## START

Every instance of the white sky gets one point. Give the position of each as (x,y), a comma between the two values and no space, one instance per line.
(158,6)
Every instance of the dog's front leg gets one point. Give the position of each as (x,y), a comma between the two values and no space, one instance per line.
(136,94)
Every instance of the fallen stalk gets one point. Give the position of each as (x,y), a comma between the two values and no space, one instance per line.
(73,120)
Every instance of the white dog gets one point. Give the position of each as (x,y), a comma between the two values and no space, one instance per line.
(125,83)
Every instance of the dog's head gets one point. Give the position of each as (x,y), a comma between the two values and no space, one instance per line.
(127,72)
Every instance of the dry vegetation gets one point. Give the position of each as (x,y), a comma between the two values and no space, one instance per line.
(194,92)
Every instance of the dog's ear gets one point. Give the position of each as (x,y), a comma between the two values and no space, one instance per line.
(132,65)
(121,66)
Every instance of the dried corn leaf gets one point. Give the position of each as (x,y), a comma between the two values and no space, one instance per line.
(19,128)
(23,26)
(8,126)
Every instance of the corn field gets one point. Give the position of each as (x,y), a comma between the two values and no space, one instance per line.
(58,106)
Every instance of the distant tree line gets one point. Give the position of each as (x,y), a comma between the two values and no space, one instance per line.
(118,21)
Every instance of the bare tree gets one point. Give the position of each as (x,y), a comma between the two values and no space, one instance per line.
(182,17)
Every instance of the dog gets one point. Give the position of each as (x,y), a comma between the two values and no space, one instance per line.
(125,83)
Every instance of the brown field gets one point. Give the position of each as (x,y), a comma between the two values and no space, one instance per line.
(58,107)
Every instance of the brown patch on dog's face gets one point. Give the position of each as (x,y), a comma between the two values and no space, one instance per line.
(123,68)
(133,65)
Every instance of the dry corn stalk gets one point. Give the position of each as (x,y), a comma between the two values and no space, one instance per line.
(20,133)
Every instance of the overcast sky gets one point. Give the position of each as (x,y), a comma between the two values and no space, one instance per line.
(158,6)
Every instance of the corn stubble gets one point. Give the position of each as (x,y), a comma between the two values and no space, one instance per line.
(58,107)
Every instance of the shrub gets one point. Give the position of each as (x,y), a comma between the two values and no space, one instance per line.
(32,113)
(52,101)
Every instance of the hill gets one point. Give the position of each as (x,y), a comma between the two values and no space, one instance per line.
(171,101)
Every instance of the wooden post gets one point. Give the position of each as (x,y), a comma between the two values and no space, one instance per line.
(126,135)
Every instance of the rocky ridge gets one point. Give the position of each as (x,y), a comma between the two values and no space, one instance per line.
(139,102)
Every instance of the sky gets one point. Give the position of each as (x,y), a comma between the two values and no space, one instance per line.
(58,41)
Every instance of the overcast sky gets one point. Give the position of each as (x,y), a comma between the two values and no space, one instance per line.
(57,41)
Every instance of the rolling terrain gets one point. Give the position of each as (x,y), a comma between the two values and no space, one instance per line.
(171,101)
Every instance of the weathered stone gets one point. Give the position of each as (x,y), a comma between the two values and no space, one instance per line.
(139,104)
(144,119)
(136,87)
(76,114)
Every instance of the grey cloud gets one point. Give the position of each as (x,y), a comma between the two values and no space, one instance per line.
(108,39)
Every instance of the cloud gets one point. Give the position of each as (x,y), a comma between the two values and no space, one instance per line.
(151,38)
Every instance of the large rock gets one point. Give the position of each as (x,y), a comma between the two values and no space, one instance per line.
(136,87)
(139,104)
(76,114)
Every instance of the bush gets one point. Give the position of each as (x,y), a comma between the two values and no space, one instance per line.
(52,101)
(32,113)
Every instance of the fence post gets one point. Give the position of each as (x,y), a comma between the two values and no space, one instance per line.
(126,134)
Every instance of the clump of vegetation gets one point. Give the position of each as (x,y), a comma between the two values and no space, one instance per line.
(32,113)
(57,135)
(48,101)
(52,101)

## END

§ **Request**:
Reproduce every row above word for word, in the same order, with nothing changed.

§ **Solution for this exercise**:
Every instance of the white sky gets one point. Give the position of each as (x,y), a comma between the two values and no space, one instance per line.
(158,6)
Every instance of the dog's front leg gets one point. Give the position of each as (x,y), a comma between the two values and no space, one instance per line.
(136,94)
Every instance of the fallen stalk gets one point. Give the position of each as (x,y), a comma between the two values and no space, one instance per line.
(73,120)
Every instance of the white dog gets one point. Give the position of each as (x,y), a comma between the two values and no space, one instance per line.
(125,83)
Every instance of the dog's head gets one point. Give the position of each as (x,y), a comma between the two values and no space, one instance per line.
(127,72)
Every instance of the dry vegetation gets one point. Give the position of each as (x,y), a comma between the two values and no space, one instance per line.
(194,92)
Every instance of the dog's ear gets one point. Give the position of each as (x,y), a comma between the two values and no space, one instance per line.
(132,65)
(121,66)
Every instance of the dried corn leaf gets one point. Give the position of each as (x,y), a comma between the two values and no space, one instance per line.
(19,128)
(23,26)
(8,126)
Every instance of the corn field gets one point. Give the position of each as (x,y), a comma between the two values and no space, one instance per line.
(58,106)
Every instance of the distant tree line gets one point. Give the position of each as (x,y), a comma between the two values and no space, one instance per line.
(118,21)
Every instance of the bare tree gets one point. Give the position of each as (x,y), a comma between the two values and no space, one instance per line.
(182,17)
Every instance of the dog gets one point. Give the position of each as (x,y), a comma between the two values and no space, one instance per line.
(125,83)
Every instance of the brown field gets one point. Give the position of each as (x,y), a comma between the two values and no space, one instance per line.
(58,107)
Every instance of the brown patch on dog's face gets one point. Give the position of each as (x,y), a comma between the two values and no space, one instance per line.
(123,68)
(133,65)
Every instance of the dry corn stalk gets one point. Give the position of each as (x,y), a comma between the two values and no space, one instance per line.
(20,133)
Every instance of the overcast sky gets one point. Give the position of each as (x,y), a comma between the two values and no space, one instance per line.
(158,6)
Every instance of the corn stubble gets one point. Give the position of each as (x,y), a comma between the two values and no space, one instance per line.
(58,107)
Every instance of the shrub gets one point. Give the position of each as (x,y), a comma between the two values and no space, one instance per line.
(32,113)
(52,101)
Every instance of the hill gets one point. Give the position of each as (x,y), a comma between the two values and no space, one instance per line.
(171,101)
Every instance of the wooden post gets one point. Give the position of each as (x,y), a comma between the two values and no space, one instance per line.
(126,135)
Every instance of the rocky ridge gets one point. Give the position of each as (x,y), a comma between the two values and no space, one instance per line.
(139,102)
Every instance of the sky gets one point. Give the position of each as (x,y), a comma between the two values and no space, one instance per line.
(58,41)
Every instance of the overcast sky gets one point. Give the position of each as (x,y), a comma between the two values and no space, one instance per line.
(57,41)
Every instance of the rolling terrain gets one point. Give the position of each as (x,y), a comma between the two values and no space, one instance per line.
(171,101)
Every instance of the weathered stone gets one point. Give the position of each as (x,y), a comma between the two values and no space, one instance per line.
(139,104)
(144,119)
(136,87)
(76,114)
Every instance of the grey cloud gets one point. Give the position of each as (x,y), a comma between the two values and no space, one instance per line.
(108,39)
Every instance of the cloud gets one point. Give the position of each as (x,y), a comma between the two values and no space, one instance per line.
(151,38)
Every instance of the large rock gets one point. Give the position of each as (x,y), a comma between the two values and no space, one instance per line.
(136,87)
(139,104)
(76,114)
Every instance of the bush gets one point. Give the position of each as (x,y), a comma between the two values and no space, one instance per line.
(52,101)
(32,113)
Every instance of the fence post gets one point. Give the position of each as (x,y), a comma between the two values and no space, one instance per line.
(126,134)
Every instance of the clump of vegetation gets one point. Give the position of each as (x,y), a comma between the two values and no space, one instance per line.
(32,113)
(57,135)
(48,101)
(52,101)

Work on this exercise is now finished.